SUPPLIED INFORMATION:
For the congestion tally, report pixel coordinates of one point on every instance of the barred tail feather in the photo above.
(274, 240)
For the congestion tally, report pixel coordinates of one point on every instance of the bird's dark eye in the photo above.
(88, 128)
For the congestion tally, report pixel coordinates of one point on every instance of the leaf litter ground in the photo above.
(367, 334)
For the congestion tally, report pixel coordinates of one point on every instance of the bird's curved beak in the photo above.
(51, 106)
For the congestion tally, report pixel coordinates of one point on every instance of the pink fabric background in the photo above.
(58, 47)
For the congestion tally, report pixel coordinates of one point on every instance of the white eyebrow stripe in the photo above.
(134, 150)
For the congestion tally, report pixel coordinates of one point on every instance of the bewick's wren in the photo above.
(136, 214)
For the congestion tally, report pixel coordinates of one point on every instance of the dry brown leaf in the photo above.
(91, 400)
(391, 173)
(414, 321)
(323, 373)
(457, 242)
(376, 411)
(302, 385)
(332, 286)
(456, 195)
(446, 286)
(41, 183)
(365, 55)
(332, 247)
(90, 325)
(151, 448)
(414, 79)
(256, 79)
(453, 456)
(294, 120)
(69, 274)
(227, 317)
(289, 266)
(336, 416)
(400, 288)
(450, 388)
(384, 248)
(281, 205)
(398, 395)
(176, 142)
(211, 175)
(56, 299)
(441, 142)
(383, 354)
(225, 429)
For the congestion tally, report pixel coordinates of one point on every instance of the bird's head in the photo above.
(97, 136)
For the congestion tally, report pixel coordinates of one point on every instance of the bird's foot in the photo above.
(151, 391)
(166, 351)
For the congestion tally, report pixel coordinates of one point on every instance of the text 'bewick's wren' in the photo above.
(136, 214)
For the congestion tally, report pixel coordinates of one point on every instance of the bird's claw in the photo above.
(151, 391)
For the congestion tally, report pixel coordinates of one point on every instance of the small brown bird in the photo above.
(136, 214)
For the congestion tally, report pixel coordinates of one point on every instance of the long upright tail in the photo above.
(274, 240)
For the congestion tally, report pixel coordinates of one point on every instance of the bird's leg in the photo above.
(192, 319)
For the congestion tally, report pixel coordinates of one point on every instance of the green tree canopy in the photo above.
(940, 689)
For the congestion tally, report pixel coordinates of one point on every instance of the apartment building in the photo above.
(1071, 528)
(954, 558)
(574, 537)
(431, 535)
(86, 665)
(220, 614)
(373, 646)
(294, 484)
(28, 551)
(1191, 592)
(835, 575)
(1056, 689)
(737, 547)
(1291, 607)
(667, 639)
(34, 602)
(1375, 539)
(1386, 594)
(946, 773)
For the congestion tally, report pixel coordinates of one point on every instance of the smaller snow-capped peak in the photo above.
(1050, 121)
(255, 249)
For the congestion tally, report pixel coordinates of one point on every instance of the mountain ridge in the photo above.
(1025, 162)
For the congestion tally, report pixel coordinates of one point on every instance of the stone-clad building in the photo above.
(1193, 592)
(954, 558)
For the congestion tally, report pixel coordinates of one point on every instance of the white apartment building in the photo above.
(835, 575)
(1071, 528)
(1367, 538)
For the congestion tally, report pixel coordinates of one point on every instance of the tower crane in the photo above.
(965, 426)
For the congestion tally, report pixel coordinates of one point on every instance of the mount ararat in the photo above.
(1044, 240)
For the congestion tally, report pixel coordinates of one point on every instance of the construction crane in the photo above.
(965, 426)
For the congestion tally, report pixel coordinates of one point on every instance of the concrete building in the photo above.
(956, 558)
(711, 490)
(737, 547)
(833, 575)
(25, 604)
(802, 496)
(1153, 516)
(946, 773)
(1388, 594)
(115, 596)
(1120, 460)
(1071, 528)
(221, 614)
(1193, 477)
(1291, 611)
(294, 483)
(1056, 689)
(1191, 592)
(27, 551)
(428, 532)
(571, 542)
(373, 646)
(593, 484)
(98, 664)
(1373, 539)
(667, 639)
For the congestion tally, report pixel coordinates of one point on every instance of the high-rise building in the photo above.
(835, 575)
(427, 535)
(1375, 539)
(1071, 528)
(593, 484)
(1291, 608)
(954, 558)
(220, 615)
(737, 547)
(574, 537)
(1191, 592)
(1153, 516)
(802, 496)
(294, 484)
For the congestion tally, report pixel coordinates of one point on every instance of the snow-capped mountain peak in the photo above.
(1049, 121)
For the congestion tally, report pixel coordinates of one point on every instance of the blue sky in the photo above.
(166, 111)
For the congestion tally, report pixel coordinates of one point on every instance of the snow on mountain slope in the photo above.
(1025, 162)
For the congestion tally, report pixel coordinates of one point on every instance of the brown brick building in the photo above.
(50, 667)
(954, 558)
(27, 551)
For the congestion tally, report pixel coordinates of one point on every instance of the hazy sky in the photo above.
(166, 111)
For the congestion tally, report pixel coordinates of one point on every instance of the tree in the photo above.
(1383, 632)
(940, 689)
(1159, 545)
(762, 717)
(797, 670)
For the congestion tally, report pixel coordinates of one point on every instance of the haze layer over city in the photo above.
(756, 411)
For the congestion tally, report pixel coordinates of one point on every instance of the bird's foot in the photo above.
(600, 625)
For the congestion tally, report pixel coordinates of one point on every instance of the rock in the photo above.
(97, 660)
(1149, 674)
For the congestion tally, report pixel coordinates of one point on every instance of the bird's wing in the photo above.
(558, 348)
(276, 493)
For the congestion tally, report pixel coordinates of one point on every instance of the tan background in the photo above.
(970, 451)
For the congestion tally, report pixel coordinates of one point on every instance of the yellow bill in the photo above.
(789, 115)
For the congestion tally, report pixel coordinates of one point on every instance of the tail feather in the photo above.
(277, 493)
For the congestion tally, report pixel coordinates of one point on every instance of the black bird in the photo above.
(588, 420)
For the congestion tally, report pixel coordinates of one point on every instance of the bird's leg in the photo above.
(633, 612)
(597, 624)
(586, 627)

WHAT THE EXERCISE ASKS:
Retype each of the preceding records exactly as printed.

RESPONSE FOR THIS EXERCISE:
For the congestion tally, report pixel coordinates of one point on every instance of the barred tail feather in the photo above.
(274, 240)
For the congestion tally, report pixel coordinates of one point on every instance of the bird's dark eye in the photo above.
(88, 128)
For the congestion tally, report pixel coordinates of one point on every instance of the leaf litter ground in the photo above.
(367, 334)
For the congestion tally, report pixel coordinates of one point on every instance of the bird's curved beak in the photo above.
(51, 106)
For the congestion tally, report pixel coordinates of one point on every instance of the pink fabric background in the photo above.
(58, 47)
For the congestion tally, report pixel coordinates of one point on every instance of the white eyebrow stripe in the photo above.
(134, 150)
For the congestion tally, report pixel coordinates of one point on every instance of the bewick's wren in the photo above.
(136, 214)
For the congestion tally, report pixel coordinates of one point on every instance of the dry brown leaf in the photo above.
(91, 400)
(391, 173)
(414, 321)
(323, 373)
(457, 242)
(376, 411)
(302, 385)
(332, 286)
(456, 195)
(446, 286)
(41, 183)
(365, 55)
(332, 247)
(90, 325)
(151, 448)
(414, 79)
(256, 79)
(453, 456)
(294, 120)
(69, 274)
(227, 317)
(289, 266)
(336, 416)
(400, 288)
(450, 388)
(384, 248)
(281, 205)
(398, 395)
(176, 142)
(211, 175)
(56, 299)
(441, 142)
(383, 354)
(225, 429)
For the congestion tally, report pixel coordinates of one point on every instance of the bird's head in the photo above.
(97, 136)
For the congestion tally, report pixel coordinates of one point on every instance of the bird's foot in the photo above.
(151, 391)
(166, 351)
For the congestion tally, report pixel coordinates of one point on every instance of the text 'bewick's wren' in the photo above.
(136, 214)
For the congestion tally, report pixel coordinates of one point on every instance of the bird's claw in the photo above.
(151, 391)
For the congestion tally, report pixel coordinates of one point on every instance of the small brown bird in the photo above.
(136, 214)
For the congestion tally, report pixel coordinates of one point on every instance of the long upright tail in the photo above.
(274, 240)
For the congestion tally, report pixel coordinates of one point on every instance of the bird's leg in the photo above.
(192, 319)
For the congestion tally, report pixel coordinates of one point on every instance of the green tree canopy in the photo above.
(940, 689)
For the congestion tally, report pixel coordinates of one point on every instance of the apartment building in the photo above.
(1071, 528)
(954, 558)
(574, 537)
(431, 535)
(86, 665)
(220, 614)
(373, 646)
(294, 484)
(28, 551)
(1191, 592)
(835, 575)
(1056, 689)
(737, 547)
(1291, 607)
(667, 639)
(34, 602)
(1375, 539)
(1386, 594)
(946, 773)
For the congestion tally, report pixel coordinates of one point on every instance of the smaller snow-capped peak in the photo above.
(1050, 121)
(255, 249)
For the congestion tally, report pixel coordinates of one point on every instance of the mountain ridge in the photo above.
(1025, 162)
For the congestion tally, report pixel coordinates of one point on every instance of the stone-clad building in the photo above.
(1193, 592)
(954, 558)
For the congestion tally, report pixel coordinates of one point on every instance of the white apartment building in the photo above.
(835, 575)
(1071, 528)
(1367, 538)
For the congestion tally, report pixel coordinates of one point on every instance of the tower crane in the photo above.
(965, 426)
For the congestion tally, report pixel coordinates of one point on every instance of the mount ararat in the photo above.
(1044, 240)
For the congestion tally, report pixel coordinates of one point on every instance of the construction crane in the photo above.
(965, 426)
For the congestion tally, report pixel coordinates of one point on every instance of the concrete building in the photo above.
(956, 558)
(711, 490)
(737, 547)
(833, 575)
(25, 604)
(802, 496)
(1153, 516)
(946, 773)
(1388, 594)
(115, 596)
(1120, 460)
(1071, 528)
(221, 614)
(1193, 477)
(1291, 611)
(294, 483)
(1056, 689)
(1191, 592)
(27, 551)
(428, 532)
(571, 542)
(373, 646)
(593, 484)
(98, 664)
(1373, 539)
(667, 639)
For the congestion tally, report pixel coordinates of one point on every instance of the high-rise building in the photo above.
(835, 575)
(427, 535)
(1375, 539)
(1071, 528)
(593, 484)
(1291, 608)
(954, 558)
(220, 615)
(737, 547)
(574, 537)
(1191, 592)
(1153, 516)
(802, 496)
(294, 484)
For the congestion tally, report pixel coordinates of one point on every instance of the snow-capped mountain peak in the photo above.
(1049, 121)
For the congestion tally, report pixel coordinates of one point on every instance of the blue sky in the photo above.
(166, 111)
For the congestion tally, report pixel coordinates of one point on every instance of the snow on mountain slope in the photo above.
(1025, 162)
For the congestion tally, report pixel coordinates of one point on every instance of the brown brick building in the photo above.
(50, 667)
(954, 558)
(27, 551)
For the congestion tally, report pixel coordinates of one point on every instance of the hazy sky in the photo above.
(166, 111)
For the congestion tally, report pixel coordinates of one point on every instance of the tree in the photo above.
(1383, 632)
(940, 689)
(1159, 545)
(762, 717)
(797, 670)
For the congestion tally, report pixel coordinates of one point on every instance of the haze layer over city in the photo above.
(756, 411)
For the congestion tally, report pixel coordinates of one point on every instance of the bird's foot in the photo above.
(600, 625)
For the congestion tally, report pixel coordinates of one point on every instance of the rock in the photo above.
(97, 660)
(1149, 674)
For the congestion tally, report pixel coordinates of one point on every instance of the bird's wing in the photo above.
(558, 348)
(276, 493)
For the congestion tally, report pixel coordinates of one point on every instance of the tan background in the photo above.
(970, 451)
For the congestion tally, report pixel coordinates of one point on every instance of the yellow bill in the photo above.
(789, 115)
For the congestion tally, report pixel coordinates of one point on every instance of the tail feather in the photo above.
(277, 493)
For the congestion tally, report pixel coordinates of one point on every instance of the black bird in the photo above.
(588, 420)
For the congestion tally, report pixel coordinates of one point on every instance of the bird's leg in the photo above.
(633, 612)
(597, 624)
(586, 627)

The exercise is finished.